◆ The request
Return the full listing exactly as it is written.

· · · · · · ·

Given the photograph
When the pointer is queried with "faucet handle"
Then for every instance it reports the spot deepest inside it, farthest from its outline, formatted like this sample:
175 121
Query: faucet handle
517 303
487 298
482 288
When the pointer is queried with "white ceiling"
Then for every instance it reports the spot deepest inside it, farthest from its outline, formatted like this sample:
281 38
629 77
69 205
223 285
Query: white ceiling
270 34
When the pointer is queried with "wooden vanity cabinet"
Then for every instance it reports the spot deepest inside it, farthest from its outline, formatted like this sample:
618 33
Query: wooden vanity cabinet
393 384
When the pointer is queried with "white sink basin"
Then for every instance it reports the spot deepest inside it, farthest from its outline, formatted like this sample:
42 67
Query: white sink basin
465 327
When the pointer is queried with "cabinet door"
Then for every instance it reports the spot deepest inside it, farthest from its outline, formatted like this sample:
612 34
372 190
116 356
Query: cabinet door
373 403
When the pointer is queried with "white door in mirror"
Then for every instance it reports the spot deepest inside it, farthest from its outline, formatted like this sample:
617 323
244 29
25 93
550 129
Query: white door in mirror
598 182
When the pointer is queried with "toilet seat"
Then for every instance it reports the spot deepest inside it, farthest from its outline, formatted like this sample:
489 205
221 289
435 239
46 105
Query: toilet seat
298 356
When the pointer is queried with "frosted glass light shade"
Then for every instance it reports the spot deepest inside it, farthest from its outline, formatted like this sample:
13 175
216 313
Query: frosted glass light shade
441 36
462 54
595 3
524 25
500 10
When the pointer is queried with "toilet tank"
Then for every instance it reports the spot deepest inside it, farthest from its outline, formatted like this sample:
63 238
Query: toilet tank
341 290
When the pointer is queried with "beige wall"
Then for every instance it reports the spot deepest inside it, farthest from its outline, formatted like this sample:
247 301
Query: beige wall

· · · · · · ·

◆ Response to this task
Given the photograph
When the pointer is queried with "faucet handle"
Then for every instance it reports the spot deepest inside it, farthest from its outline, formatted like this sample:
175 121
Query: faucet handle
517 303
487 298
482 288
When the pointer is queried with "white ceiling"
Then for every instance it reports the spot deepest inside it, farthest from its outline, formatted like this sample:
281 38
629 77
69 205
223 285
Query: white ceiling
270 34
When the pointer is queried with "wooden vanity cabinet"
Then for every instance it reports the spot deepest inside it, farthest from its outline, formatted like this sample:
618 33
Query: wooden vanity cabinet
393 384
When the pointer is queried with "white sink basin"
Then for every instance it reports the spot deepest inside it, farthest from its outline, formatted like this sample:
42 67
Query: white sink basin
465 327
When the pointer is queried with "cabinet door"
Then for every instance it reports the spot deepest inside it, farthest from its outline, formatted like this sample:
612 34
372 190
116 356
Query: cabinet door
373 403
When the pointer is queried with "white door in mirror"
Then for every instance it reports the spot deepest inside it, farthest from its outline, formatted like this sample:
617 323
244 29
25 93
550 129
Query: white door in mirror
598 182
When the pointer is queried with "toilet seat"
Then for every instance it reports the spot deepest inside it, farthest from its outline, formatted like this sample:
489 205
221 289
435 239
46 105
Query: toilet seat
298 356
When the pointer is queried with "frosted glass light shade"
Then for every instance it reports the spot deepest inside it, farthest from its outline, formatted like this sample:
13 175
216 313
Query: frosted glass light shade
441 36
462 54
595 3
524 25
500 10
When the pointer is queried with "toilet tank"
Then for every instance it reports the spot deepest inside it, farthest from its outline, formatted like this sample:
63 238
Query: toilet tank
341 290
When the pointer is queried with "beige wall"
Then for every instance it reports the spot deepest inside it, farthest from its outline, formatted like this sample:
247 301
Query: beige wall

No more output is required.